* **TEKS BACAAN**
■ ■ ■ ■ ■ ■ ■
Oleh: Dr. Muhammad Hasrul Buamona, S.H.,M.H

Advokat dan Dosen Magister Hukum Kesehatan Universitas Widya Mataram Yogyakarta

_______

PENELUSURAN literatur bisa dikatakan belum ada yang menulis terkait Sangadji Fagud. Hal tersebut, bisa saja dipengaruhi oleh betapa kuatnya peradaban intelektual positivisme yang turut menguburkan historis Sangadji Fagud di Kabupaten Kepulauan Sula, Maluku Utara. Secara garis besar, Sangadji adalah penguasa/pemimpin wilayah di luar Ternate sebagai pusat kesultanan.

Sangadji Fagud yang dipimpin oleh marga Buamona adalah bagian dari federalisme Kesultanan Ternate, yang pengangkatannya dilakukan secara bai’at, yang mana Sultan Ternate sebagai kepala pemerintahan bertugas mengangkat dan mengesahkan seorang sangadji, setelah melalui mekanisme syura dalam internal suku Fagud itu sendiri. Oleh Darsis Humah dalam Jurnal Sistem Pemerintahan di Kesultanan Ternate, tahun 2024, dijelaskan bahwa siyasah dusturiyah digunakan sebagai prinsip dasar dalam sistem pemerintahan Kesultanan Ternate, yang mana terjadi integrasi antara hukum Islam dan adat lokal. Faktor integrasi-interkonektif Sangadji Fagud dengan federalisme Kesultanan Ternate beserta siyasah dusturiyah, maka mutatis-mutandis syarat-syarat menjadi Sangadji Fagud, selain memiliki pertalian nasab dengan Sangadji Fagud sebelumnya, juga harus seorang muslim, mukkalaf, sehat jasmani-rohani, cerdas, memahami ajaran agama Islam dan adat istiadat, amanah serta berlaku adil.

Diperkirakan sejak tahun 1540 tepatnya masa berkuasanya Sultan Khairun, Desa Waigoiyofa telah menjadi kota pemerintahan Sangadji Fagud. Sehingga, bisa saja Waigoiyofa menjadi tempat Sultan Babullah menghabiskan waktu semasa belajar, dan membangun karakter kepemimpinan untuk menjadi Sultan. Dalam catatan sejarah, dijelaskan bahwa Sultan Babullah sebelum menjadi Sultan, beliau dikirm oleh ayahnya Sultan Khairun ke Sula, untuk didik sejak dini menjadi pemimpin. Jadi sangat tidak benar, bahwa Sultan Babullah didik secara privat dalam lingkungan istana, sekaligus membantah tidak benar bahwa Sula merupakan wilayah taklukan atau dianeksasi oleh Kesultanan Ternate sebagaimana yang ditulis pada saat ini. Oleh penulis melihat Waigoiyofa sebagai laboratorium baik itu antropologi, sosial dan kajian tarekat dalam bingkai historis Sula. Maka, penulis sering katakan bahwa Waigoiyofa merupakan laboratorium mistisisme historis Fagud.
■ ■ ■ ■ ■ ■ ■
* **DATA TERSEDIA**

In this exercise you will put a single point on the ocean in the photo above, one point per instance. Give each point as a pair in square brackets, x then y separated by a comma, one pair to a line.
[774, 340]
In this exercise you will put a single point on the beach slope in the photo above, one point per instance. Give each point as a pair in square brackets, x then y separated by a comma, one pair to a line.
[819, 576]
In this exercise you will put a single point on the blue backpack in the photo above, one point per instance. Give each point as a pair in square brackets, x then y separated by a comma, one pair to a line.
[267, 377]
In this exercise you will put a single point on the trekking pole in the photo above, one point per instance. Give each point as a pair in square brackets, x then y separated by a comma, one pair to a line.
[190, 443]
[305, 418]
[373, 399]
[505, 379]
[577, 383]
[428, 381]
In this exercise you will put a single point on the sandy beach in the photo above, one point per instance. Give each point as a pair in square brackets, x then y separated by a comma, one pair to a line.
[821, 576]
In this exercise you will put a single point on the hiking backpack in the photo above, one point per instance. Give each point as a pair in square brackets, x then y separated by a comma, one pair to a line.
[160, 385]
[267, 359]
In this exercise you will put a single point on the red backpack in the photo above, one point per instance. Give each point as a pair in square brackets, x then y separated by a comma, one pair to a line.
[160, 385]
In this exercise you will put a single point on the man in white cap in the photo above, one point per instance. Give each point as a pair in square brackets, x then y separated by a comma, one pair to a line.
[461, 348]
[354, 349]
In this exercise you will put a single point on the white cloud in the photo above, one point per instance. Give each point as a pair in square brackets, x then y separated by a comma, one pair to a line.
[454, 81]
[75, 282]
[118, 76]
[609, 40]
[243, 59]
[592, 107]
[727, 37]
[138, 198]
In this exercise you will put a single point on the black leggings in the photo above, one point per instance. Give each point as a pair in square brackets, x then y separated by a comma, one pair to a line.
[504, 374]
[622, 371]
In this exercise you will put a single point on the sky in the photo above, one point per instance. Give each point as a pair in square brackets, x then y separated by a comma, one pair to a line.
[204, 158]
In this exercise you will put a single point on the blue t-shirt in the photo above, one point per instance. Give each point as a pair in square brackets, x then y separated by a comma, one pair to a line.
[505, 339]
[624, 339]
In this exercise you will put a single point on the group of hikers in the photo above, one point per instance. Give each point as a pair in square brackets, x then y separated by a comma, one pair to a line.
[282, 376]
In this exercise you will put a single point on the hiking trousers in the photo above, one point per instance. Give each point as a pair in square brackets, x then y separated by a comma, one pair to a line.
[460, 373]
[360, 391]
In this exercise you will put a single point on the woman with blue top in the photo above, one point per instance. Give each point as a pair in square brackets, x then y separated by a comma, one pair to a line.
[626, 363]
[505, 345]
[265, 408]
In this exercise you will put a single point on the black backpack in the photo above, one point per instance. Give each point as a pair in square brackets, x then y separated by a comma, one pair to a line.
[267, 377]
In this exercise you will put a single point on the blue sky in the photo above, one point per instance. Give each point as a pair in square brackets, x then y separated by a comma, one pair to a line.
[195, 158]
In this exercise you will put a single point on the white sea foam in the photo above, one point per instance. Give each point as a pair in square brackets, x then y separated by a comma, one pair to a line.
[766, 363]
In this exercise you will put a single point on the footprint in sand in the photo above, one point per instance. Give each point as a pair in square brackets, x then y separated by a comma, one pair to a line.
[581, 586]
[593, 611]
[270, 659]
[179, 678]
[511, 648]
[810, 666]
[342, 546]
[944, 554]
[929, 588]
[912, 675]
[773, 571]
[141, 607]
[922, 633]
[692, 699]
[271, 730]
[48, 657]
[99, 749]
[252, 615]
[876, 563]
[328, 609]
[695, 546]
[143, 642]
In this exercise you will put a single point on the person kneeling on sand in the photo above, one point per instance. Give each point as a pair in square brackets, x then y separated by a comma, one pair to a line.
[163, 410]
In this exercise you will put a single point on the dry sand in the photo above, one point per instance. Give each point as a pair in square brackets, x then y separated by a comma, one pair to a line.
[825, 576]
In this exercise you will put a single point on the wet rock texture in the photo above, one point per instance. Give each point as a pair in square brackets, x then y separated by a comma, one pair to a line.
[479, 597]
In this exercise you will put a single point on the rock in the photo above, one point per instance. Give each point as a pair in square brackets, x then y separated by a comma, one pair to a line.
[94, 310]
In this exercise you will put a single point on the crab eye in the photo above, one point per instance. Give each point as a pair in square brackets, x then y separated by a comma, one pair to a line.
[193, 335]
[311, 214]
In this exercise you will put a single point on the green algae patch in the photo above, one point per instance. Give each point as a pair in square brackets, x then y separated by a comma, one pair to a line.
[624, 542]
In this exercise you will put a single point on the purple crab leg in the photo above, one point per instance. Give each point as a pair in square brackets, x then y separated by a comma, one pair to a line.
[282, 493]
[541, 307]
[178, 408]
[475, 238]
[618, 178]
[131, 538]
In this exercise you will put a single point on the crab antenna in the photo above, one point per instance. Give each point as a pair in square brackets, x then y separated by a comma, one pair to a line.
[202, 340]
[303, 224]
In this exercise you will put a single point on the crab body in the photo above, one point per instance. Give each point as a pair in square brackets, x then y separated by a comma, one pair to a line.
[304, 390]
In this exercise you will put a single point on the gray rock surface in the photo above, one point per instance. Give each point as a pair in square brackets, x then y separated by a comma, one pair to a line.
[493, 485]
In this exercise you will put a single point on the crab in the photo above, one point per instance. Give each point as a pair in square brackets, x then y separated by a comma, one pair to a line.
■ ■ ■ ■ ■ ■ ■
* **SOAL LATIHAN**
1. Menurut bacaan tentang Sangadji Fagud, sejak kira-kira tahun berapa dan pada masa sultan siapa Desa Waigoiyofa menjadi kota pemerintahan Sangadji Fagud?
2. Salin ulang dengan persis baris-baris data, mulai dari baris yang memuat "on the gray" sampai akhir data, kedua ujungnya ikut disalin.

* **JAWABAN BERURUTAN**
1. Sejak kira-kira tahun 1540, pada masa Sultan Khairun berkuasa.

2.
In this exercise you will put a single point on the gray rock surface in the photo above, one point per instance. Give each point as a pair in square brackets, x then y separated by a comma, one pair to a line.
[493, 485]
In this exercise you will put a single point on the crab in the photo above, one point per instance. Give each point as a pair in square brackets, x then y separated by a comma, one pair to a line.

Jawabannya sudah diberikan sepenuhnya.